Text extract:
○ ○ ○ ○

From 5ce76b8766602b8a1e383fd48f1dcd692d1b18de Mon Sep 17 00:00:00 2001
From: Ian Denhardt <ian@zenhack.net>
Date: Wed, 18 Jan 2023 22:51:12 -0500
Subject: [PATCH] Fix #375 (I think)

This addresses #375; the now-deleted comment about the time gap being OK
has been incorrect at least since we started handling `receiverAnswer`s
specially; the test that was failing was one where a reference to an
answer's promise filed (and transitively pcall) is handed to a method
implementation.

This patch avoids having a gap where pcall & promise are nil by:

- Changing setPipelineCaller so it can be called before we release the
  lock
- Introducing a stand-in type for the pipeline caller that we can set
  pcall to while the RecvCall is ongoing.

Before fixing the bug it took many thousands or tens of thousands of
test runs to trigger it, so while I have not been able to reproduce the
issue after tens of thousands of runs, that alone is inconclusive -- but
I *think* this fixes the bug. It definitely fixes something.
---
 rpc/answer.go | 17 +++++++-------
 rpc/rpc.go    | 62 +++++++++++++++++++++++++++++++++++++++++++--------
 2 files changed, 61 insertions(+), 18 deletions(-)

diff --git a/rpc/answer.go b/rpc/answer.go
index ce9c61a7..6d798e2b 100644
--- a/rpc/answer.go
+++ b/rpc/answer.go
@@ -8,7 +8,6 @@ import (
 	"capnproto.org/go/capnp/v3"
 	"capnproto.org/go/capnp/v3/exc"
 	"capnproto.org/go/capnp/v3/internal/rc"
-	"capnproto.org/go/capnp/v3/internal/syncutil"
 	rpccp "capnproto.org/go/capnp/v3/std/capnp/rpc"
 )
 
@@ -129,16 +128,16 @@ func (c *Conn) newReturn() (_ rpccp.Return, sendMsg func(), _ *rc.Releaser, _ er
 }
 
 // setPipelineCaller sets ans.pcall to pcall if the answer has not
-// already returned.  The caller MUST NOT hold ans.c.lk.
+// already returned.  The caller MUST hold ans.c.lk.
 //
 // This also sets ans.promise to a new promise, wrapping pcall.
-func (ans *answer) setPipelineCaller(m capnp.Method, pcall capnp.PipelineCaller) {
-	syncutil.With(&ans.c.lk, func() {
-		if !ans.flags.Contains(resultsReady) {
-			ans.pcall = pcall
-			ans.promise = capnp.NewPromise(m, pcall)

○ ○ ○ ○

Data listing:

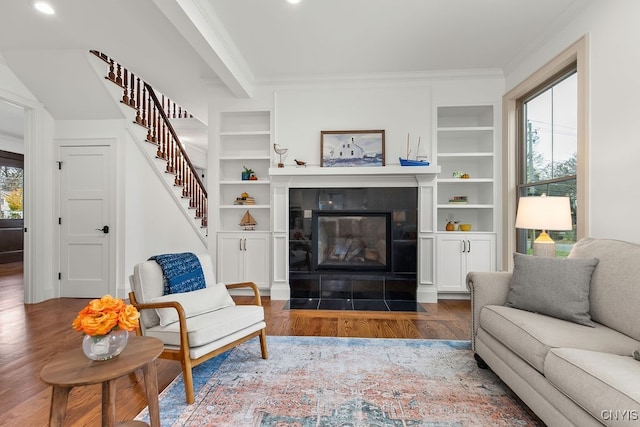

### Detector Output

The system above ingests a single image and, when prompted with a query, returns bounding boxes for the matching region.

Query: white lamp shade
[516,196,572,231]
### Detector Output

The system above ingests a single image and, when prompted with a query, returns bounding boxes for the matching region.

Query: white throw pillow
[151,283,235,327]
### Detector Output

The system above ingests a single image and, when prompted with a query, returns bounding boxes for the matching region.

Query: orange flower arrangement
[73,295,140,336]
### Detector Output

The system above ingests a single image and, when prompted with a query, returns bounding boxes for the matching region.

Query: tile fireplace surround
[269,165,440,311]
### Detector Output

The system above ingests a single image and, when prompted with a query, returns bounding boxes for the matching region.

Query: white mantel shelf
[269,165,440,177]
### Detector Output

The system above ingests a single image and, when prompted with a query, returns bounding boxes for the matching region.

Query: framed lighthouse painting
[320,130,384,167]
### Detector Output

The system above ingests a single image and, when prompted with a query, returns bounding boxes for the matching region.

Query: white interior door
[60,146,112,298]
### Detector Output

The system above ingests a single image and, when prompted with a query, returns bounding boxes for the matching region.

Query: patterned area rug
[136,336,544,427]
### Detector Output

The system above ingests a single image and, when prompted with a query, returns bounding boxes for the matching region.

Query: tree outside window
[517,69,578,256]
[0,166,24,219]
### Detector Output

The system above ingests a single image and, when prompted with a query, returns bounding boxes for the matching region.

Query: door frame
[53,137,120,296]
[0,88,40,304]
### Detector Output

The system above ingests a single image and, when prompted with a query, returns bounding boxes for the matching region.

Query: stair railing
[91,50,207,227]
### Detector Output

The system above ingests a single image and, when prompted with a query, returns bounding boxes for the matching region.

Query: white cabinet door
[436,235,465,292]
[217,233,244,283]
[463,234,496,276]
[218,232,269,288]
[436,233,496,292]
[243,233,270,288]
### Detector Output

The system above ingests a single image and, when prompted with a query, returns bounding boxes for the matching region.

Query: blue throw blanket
[149,252,206,295]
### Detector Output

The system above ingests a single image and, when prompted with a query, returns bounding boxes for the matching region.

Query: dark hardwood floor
[0,263,471,427]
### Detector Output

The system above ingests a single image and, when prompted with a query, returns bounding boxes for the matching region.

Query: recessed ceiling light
[33,1,56,15]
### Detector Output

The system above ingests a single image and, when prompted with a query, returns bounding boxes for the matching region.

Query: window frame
[502,35,589,270]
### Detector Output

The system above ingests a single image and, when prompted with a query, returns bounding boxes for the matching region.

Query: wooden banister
[90,50,207,227]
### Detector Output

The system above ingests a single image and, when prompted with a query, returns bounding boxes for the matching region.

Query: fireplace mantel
[269,165,440,176]
[269,165,440,302]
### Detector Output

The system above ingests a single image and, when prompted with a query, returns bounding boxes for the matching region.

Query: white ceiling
[0,0,594,145]
[208,0,589,80]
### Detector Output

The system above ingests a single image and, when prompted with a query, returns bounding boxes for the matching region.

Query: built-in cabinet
[436,105,498,293]
[216,110,273,288]
[436,232,496,293]
[218,231,271,288]
[436,105,495,232]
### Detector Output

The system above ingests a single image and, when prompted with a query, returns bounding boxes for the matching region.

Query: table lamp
[516,194,572,257]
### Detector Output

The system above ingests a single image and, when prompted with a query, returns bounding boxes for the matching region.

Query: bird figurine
[273,143,289,168]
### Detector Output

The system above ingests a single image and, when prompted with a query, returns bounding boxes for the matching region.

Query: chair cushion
[480,305,638,373]
[145,305,264,347]
[151,283,235,326]
[505,253,598,327]
[544,348,640,425]
[131,253,216,328]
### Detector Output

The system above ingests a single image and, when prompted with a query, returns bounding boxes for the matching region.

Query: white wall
[0,135,24,154]
[275,85,433,166]
[121,127,207,289]
[56,119,206,298]
[505,0,640,243]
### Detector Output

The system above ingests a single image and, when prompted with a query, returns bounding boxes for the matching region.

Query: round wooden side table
[40,336,164,427]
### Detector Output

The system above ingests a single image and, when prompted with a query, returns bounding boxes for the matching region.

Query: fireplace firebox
[289,187,421,311]
[312,210,391,271]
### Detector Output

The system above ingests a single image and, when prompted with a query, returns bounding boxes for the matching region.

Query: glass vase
[82,329,129,360]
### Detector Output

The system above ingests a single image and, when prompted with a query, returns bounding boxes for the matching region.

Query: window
[0,152,24,220]
[516,69,578,257]
[501,36,589,270]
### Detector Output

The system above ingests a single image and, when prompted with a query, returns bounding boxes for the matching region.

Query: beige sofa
[467,238,640,427]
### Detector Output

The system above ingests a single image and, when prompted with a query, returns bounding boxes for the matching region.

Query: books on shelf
[449,196,468,205]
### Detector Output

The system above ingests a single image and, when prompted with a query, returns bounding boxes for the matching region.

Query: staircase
[90,50,208,241]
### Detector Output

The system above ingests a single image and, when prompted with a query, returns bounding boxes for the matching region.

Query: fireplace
[312,210,391,272]
[289,187,421,311]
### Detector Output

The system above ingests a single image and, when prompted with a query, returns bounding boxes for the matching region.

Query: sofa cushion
[145,305,264,347]
[569,238,640,340]
[544,348,640,426]
[151,283,235,326]
[480,305,638,373]
[505,253,598,326]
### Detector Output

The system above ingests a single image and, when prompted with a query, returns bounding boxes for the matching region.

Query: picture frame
[320,130,385,167]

○ ○ ○ ○

To be done:
1) From the RPC patch, quote the stretch from "This addresses #375;" through "implementation.".
2) Answer these questions from the RPC patch:
(a) Which issue number does it address?
(b) How many files does it change?
(c) Which import line does it remove from rpc/answer.go?
3) Proceed with the RPC patch from the point where it stops.
The records were drawn from a separate source.

Outputs in order:
1)
This addresses #375; the now-deleted comment about the time gap being OK
has been incorrect at least since we started handling `receiverAnswer`s
specially; the test that was failing was one where a reference to an
answer's promise filed (and transitively pcall) is handed to a method
implementation.

2)
(a) Issue #375.
(b) Two files: rpc/answer.go and rpc/rpc.go.
(c) "capnproto.org/go/capnp/v3/internal/syncutil"

3)
-		}
-	})
+func (ans *answer) setPipelineCaller(c *lockedConn, m capnp.Method, pcall capnp.PipelineCaller) {
+	c.assertIs(ans.c)
+
+	if !ans.flags.Contains(resultsReady) {
+		ans.pcall = pcall
+		ans.promise = capnp.NewPromise(m, pcall)
+	}
 }
 
 // AllocResults allocates the results struct.
diff --git a/rpc/rpc.go b/rpc/rpc.go
index 99cabdeb..6751f443 100644
--- a/rpc/rpc.go
+++ b/rpc/rpc.go
@@ -846,12 +846,10 @@ func (c *Conn) handleCall(ctx context.Context, call rpccp.Call, releaseCall capn
 			c.tasks.Add(1) // will be finished by answer.Return
 			var callCtx context.Context
 			callCtx, ans.cancel = context.WithCancel(c.bgctx)
+			pcall := newPromisedPipelineCaller()
+			ans.setPipelineCaller(c, p.method, pcall)
 			rl.Add(func() {
-				pcall := ent.client.RecvCall(callCtx, recv)
-				// Place PipelineCaller into answer.  Since the receive goroutine is
-				// the only one that uses answer.pcall, it's fine that there's a
-				// time gap for this being set.
-				ans.setPipelineCaller(p.method, pcall)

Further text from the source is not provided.